= The task =
Report every line of the data that contains the string "brick". Give each such line in full as it appears.
____ Material for the task
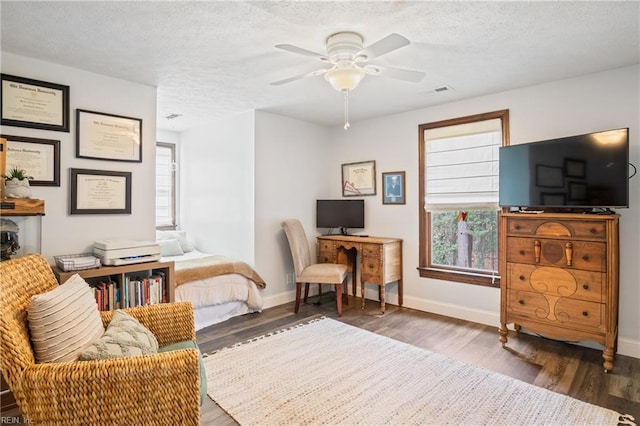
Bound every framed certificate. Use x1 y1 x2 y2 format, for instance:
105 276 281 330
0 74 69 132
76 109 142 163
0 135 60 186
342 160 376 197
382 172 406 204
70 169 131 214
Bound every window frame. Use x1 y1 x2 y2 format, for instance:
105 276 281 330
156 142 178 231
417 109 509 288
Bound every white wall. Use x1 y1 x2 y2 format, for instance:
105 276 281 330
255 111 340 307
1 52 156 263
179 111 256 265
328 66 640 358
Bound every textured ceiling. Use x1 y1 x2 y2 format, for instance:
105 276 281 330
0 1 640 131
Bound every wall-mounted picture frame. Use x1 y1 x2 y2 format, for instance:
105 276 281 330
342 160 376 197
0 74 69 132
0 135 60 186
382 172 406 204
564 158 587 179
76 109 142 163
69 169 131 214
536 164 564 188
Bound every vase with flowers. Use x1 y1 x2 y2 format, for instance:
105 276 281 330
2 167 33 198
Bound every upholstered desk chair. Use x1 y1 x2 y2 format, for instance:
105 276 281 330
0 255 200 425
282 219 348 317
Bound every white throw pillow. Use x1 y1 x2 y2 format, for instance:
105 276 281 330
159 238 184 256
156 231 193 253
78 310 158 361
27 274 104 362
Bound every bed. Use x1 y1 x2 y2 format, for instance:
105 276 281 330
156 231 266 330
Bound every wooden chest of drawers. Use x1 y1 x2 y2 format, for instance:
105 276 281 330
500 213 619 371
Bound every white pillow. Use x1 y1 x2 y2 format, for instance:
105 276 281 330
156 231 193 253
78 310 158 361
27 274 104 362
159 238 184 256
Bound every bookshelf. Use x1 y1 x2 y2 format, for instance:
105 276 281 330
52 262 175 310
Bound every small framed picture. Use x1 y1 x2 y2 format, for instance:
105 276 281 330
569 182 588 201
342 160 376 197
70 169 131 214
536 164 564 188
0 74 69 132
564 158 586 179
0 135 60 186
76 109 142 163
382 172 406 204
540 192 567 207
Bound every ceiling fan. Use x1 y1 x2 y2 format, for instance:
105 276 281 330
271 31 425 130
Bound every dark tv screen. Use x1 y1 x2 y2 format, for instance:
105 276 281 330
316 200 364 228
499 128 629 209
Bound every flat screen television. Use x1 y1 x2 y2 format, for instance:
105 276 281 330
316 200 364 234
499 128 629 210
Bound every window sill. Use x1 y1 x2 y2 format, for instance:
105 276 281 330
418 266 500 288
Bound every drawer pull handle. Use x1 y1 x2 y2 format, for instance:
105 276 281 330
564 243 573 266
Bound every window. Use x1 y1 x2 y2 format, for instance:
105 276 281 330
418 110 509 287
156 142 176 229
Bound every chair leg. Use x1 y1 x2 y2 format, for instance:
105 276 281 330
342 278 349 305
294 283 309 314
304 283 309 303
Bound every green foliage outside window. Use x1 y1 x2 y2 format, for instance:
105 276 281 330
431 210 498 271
________
____ Material for the task
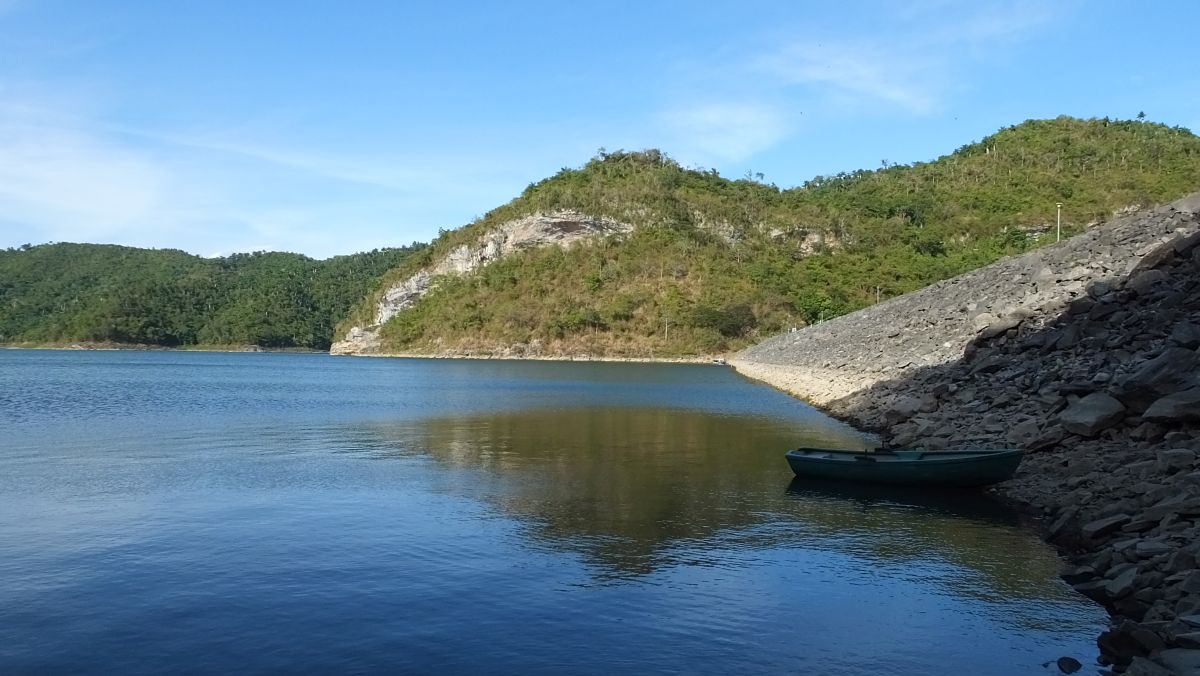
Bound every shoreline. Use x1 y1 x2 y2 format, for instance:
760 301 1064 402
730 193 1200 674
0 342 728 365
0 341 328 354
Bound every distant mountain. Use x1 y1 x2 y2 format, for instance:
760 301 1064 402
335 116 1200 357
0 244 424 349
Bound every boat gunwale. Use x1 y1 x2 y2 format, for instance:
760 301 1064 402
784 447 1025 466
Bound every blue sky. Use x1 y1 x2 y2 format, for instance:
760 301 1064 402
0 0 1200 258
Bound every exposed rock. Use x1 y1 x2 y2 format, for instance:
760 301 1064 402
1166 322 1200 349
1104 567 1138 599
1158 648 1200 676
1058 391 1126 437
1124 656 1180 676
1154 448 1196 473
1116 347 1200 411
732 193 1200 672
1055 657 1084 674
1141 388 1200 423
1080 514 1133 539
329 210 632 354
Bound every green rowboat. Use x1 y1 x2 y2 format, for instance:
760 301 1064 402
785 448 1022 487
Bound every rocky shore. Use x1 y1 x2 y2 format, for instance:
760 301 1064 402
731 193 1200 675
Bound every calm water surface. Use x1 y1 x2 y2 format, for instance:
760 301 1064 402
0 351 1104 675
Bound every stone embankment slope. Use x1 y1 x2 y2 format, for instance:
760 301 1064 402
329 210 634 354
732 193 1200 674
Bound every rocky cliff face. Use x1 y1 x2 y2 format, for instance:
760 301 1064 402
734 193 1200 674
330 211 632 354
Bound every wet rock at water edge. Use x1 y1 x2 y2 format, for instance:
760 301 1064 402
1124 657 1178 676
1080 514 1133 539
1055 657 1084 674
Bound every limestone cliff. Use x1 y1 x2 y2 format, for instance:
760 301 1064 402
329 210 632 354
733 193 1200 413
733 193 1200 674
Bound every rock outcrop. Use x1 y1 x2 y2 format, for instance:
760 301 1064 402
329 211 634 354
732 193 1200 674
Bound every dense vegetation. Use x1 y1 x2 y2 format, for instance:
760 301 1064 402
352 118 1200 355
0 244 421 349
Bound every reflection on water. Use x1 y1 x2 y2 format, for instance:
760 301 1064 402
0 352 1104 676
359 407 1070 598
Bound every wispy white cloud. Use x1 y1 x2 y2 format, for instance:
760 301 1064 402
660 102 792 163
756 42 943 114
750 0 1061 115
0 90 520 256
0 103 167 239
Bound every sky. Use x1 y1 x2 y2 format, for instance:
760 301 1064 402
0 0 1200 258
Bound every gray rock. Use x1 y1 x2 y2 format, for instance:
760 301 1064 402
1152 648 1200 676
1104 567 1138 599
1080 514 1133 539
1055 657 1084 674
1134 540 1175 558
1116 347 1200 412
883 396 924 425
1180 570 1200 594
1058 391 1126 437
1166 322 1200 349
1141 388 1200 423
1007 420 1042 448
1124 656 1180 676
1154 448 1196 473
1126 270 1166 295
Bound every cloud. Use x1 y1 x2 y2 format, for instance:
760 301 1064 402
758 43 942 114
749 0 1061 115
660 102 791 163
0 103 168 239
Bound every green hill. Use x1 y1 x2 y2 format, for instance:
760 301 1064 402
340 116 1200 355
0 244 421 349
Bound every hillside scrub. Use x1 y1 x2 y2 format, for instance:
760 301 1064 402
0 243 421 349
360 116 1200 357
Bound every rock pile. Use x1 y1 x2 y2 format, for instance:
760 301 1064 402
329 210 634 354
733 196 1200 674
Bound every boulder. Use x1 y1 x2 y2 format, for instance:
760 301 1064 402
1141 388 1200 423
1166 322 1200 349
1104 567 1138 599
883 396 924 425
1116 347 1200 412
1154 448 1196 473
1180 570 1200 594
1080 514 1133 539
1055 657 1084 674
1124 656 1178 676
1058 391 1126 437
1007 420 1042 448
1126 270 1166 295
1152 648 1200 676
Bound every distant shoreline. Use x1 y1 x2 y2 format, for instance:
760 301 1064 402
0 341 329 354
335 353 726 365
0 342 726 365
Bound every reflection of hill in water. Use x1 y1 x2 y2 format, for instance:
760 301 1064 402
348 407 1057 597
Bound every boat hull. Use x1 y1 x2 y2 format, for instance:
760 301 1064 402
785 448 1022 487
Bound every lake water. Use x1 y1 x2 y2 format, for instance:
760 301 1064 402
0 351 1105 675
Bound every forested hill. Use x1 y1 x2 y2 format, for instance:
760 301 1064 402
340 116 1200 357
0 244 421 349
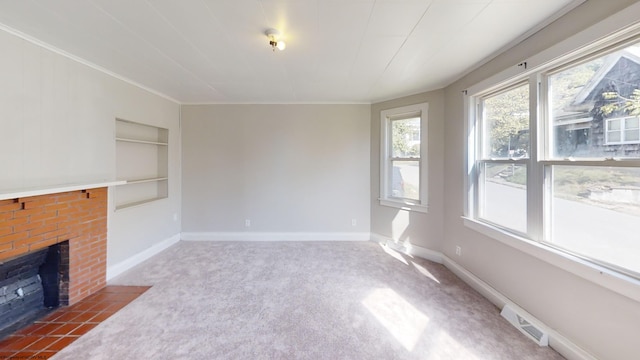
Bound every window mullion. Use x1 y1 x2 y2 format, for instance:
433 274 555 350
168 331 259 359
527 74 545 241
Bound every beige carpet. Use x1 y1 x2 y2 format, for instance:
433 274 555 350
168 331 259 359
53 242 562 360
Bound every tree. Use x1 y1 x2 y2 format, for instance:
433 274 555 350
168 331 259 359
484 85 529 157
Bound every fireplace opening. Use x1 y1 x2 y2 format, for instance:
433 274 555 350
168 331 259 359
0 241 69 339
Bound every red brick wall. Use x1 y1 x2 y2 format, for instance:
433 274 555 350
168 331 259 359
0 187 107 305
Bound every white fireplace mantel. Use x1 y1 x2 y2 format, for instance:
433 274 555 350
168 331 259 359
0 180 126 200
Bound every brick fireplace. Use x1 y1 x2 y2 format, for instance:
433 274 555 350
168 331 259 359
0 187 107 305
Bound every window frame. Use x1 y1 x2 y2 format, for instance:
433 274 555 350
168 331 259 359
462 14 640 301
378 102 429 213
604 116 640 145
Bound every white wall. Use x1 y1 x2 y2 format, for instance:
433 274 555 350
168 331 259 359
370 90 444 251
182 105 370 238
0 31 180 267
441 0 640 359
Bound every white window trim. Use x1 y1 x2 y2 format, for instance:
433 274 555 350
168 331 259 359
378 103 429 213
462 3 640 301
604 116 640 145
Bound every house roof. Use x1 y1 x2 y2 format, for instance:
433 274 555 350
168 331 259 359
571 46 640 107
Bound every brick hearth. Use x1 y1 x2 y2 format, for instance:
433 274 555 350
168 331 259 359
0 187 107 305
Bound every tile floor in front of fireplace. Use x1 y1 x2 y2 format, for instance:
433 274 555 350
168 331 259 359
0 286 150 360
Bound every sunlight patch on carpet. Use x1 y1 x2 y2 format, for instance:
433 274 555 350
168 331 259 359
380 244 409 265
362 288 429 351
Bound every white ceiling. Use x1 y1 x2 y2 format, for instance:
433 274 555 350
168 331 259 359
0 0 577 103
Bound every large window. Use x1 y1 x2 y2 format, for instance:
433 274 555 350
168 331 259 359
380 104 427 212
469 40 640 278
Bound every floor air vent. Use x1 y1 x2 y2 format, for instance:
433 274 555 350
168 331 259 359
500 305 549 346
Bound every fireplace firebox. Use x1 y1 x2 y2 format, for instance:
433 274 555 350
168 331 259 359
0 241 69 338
________
= Solution =
Bound every red brick wall. Use x1 y1 x2 y2 format, for instance:
Bound every brick fireplace. Use x1 y1 x2 y2 format, for instance:
Bound every brick hearth. Use x1 y1 x2 y2 format, for instance:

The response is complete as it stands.